▶ _Source document_:

Start a Ray cluster (see: installation [instructions](https://docs.ray.io/en/latest/ray-overview/installation.html)) so that Ray can utilize all the cores and GPUs available to you as workers.

### Create Ray Datasets

In [None]:
# Read Parquet file to Ray Dataset.
dataset = ray.data.read_parquet(
    "s3://anyscale-training-data/intro-to-ray-air/nyc_taxi_2021.parquet"
)

In [None]:
# Split data into training and validation subsets.
train_dataset, valid_dataset = dataset.train_test_split(test_size=0.3)

In [None]:
# Split datasets into blocks for parallel preprocessing.
# `num_blocks` should be lower than number of cores in the cluster.
train_dataset = train_dataset.repartition(num_blocks=5)
valid_dataset = valid_dataset.repartition(num_blocks=5)

### Common operations on datasets

There are many [`Dataset` API elements](https://docs.ray.io/en/latest/data/api/dataset.html#) available for common transformations and operations. Below are few examples.

Inspect [the schema](https://docs.ray.io/en/latest/data/api/dataset.html#inspecting-metadata) of the underlying Parquet metadata.

In [None]:
print(f"Schema of training dataset: \n {train_dataset.schema()}")

[Count](https://docs.ray.io/en/latest/data/api/dataset.html#inspecting-metadata) the number of rows in the training and validation datasets.

In [None]:
print(f"Number of samples in training dataset: \n {train_dataset.count()}")
print(f"Number of samples in validation dataset: \n {valid_dataset.count()}")

[Show](https://docs.ray.io/en/latest/data/api/dataset.html#consuming-datasets) the first five samples from either dataset.

In [None]:
train_dataset.show(5)

Calculate the average `fare_amount` [grouped by](https://docs.ray.io/en/latest/data/api/dataset.html#grouped-and-global-aggregations) `passenger_count`.

In [None]:
train_dataset.groupby("passenger_count").mean("fare_amount").show()

[Split](https://docs.ray.io/en/latest/data/api/dataset.html#ray.data.Dataset.split) dataset into N datasets.

In [None]:
datasets_list = train_dataset.split(n=5)
datasets_list

### Preprocess the dataset
To transform our raw data into features, you will define a `Preprocessor`. [Ray AIR's `Preprocessor`](https://docs.ray.io/en/latest/ray-air/package-ref.html#preprocessor) captures the data transformation you apply and persists:

- **During training**

    `Preprocessor` is passed into a `Trainer` to `fit` and `transform` input `Datasets`.

▶ _Direction_:
In the Ray Datasets tutorial, why are the training and validation datasets repartitioned into blocks, and what limit does it set on the number of blocks? Answer in one to three sentences.

▶ _Given entries_:

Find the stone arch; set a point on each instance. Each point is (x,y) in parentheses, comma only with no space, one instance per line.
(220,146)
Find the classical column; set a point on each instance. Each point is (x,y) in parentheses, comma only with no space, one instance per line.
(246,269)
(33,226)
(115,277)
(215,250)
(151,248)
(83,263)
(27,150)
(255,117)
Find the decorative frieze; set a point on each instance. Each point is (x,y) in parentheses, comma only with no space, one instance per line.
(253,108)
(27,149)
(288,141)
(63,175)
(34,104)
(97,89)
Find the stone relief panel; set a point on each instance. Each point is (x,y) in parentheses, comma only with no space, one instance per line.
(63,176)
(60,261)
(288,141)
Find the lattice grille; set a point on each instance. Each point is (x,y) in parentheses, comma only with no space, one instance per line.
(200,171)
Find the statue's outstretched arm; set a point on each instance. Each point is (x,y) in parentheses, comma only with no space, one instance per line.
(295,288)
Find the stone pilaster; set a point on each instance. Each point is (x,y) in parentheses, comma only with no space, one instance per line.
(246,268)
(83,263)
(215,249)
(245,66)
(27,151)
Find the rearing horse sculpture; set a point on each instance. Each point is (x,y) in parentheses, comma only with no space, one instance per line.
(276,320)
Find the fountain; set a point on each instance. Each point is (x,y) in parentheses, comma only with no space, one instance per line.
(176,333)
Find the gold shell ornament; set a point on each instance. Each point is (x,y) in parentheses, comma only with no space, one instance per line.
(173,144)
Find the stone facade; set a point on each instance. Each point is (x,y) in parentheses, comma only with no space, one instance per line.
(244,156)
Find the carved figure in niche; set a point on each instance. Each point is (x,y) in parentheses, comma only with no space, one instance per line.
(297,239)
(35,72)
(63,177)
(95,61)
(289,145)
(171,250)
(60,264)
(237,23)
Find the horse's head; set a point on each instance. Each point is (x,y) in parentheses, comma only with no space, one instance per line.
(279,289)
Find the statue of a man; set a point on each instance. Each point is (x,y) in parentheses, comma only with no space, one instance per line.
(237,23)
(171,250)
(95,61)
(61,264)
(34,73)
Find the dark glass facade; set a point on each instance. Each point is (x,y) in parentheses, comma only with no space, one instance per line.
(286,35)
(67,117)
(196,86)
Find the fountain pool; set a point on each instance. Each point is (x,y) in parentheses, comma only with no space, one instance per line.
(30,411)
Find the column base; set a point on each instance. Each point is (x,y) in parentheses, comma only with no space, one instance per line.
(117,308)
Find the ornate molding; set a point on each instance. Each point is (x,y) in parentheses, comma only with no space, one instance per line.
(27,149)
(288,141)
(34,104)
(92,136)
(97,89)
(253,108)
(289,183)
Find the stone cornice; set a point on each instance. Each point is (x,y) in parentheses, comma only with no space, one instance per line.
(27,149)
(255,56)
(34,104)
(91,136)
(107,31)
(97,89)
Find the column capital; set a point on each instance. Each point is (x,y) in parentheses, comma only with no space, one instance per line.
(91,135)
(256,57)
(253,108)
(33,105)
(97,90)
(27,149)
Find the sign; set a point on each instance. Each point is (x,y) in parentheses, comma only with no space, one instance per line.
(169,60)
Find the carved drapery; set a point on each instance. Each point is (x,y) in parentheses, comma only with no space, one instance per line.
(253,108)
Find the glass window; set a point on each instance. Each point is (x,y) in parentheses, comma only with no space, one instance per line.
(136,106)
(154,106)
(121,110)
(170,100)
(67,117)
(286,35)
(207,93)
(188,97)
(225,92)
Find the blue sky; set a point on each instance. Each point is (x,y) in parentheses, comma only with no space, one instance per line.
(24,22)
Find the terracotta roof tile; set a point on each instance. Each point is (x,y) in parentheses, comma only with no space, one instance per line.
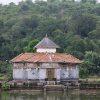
(45,57)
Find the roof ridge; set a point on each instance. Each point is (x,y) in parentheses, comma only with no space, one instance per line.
(16,57)
(30,57)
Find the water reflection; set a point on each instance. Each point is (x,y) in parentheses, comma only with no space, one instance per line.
(70,95)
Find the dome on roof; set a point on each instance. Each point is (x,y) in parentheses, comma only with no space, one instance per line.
(46,43)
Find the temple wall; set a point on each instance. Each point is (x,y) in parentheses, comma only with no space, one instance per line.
(17,73)
(33,73)
(53,50)
(57,73)
(38,71)
(64,73)
(42,74)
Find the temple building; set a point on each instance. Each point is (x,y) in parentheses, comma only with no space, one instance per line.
(46,64)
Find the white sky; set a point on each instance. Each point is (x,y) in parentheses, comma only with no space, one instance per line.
(15,1)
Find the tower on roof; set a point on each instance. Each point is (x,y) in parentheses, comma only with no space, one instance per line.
(46,45)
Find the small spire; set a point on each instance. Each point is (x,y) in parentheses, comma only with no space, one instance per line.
(46,35)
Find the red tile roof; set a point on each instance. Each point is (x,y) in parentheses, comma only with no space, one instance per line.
(46,57)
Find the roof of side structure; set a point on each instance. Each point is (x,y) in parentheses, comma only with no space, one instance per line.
(46,57)
(46,43)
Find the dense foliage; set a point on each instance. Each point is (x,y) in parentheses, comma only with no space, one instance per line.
(75,26)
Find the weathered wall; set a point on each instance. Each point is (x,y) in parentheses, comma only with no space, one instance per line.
(17,73)
(38,71)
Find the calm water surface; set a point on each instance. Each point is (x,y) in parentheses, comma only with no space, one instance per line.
(70,95)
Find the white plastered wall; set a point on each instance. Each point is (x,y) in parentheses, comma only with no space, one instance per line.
(57,73)
(64,73)
(42,74)
(17,73)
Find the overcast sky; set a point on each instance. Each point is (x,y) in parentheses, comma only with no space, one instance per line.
(15,1)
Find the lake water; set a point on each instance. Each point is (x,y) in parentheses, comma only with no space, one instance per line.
(69,95)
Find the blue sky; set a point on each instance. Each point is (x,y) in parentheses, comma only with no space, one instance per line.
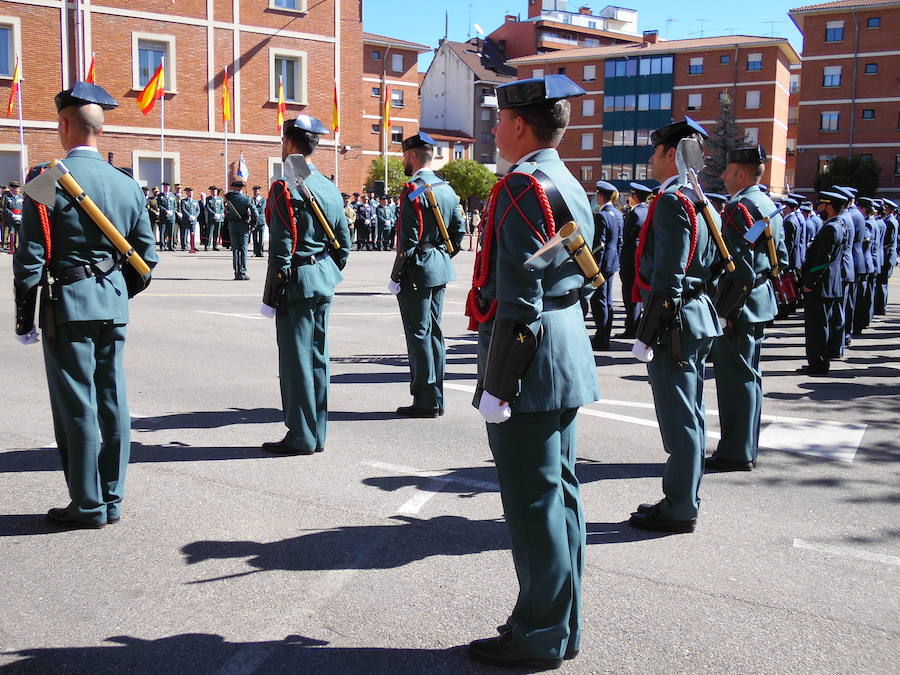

▶ _Exercise response_:
The datasets are split into blocks so the preprocessing can run in parallel. The number of blocks should be lower than the number of cores in the cluster.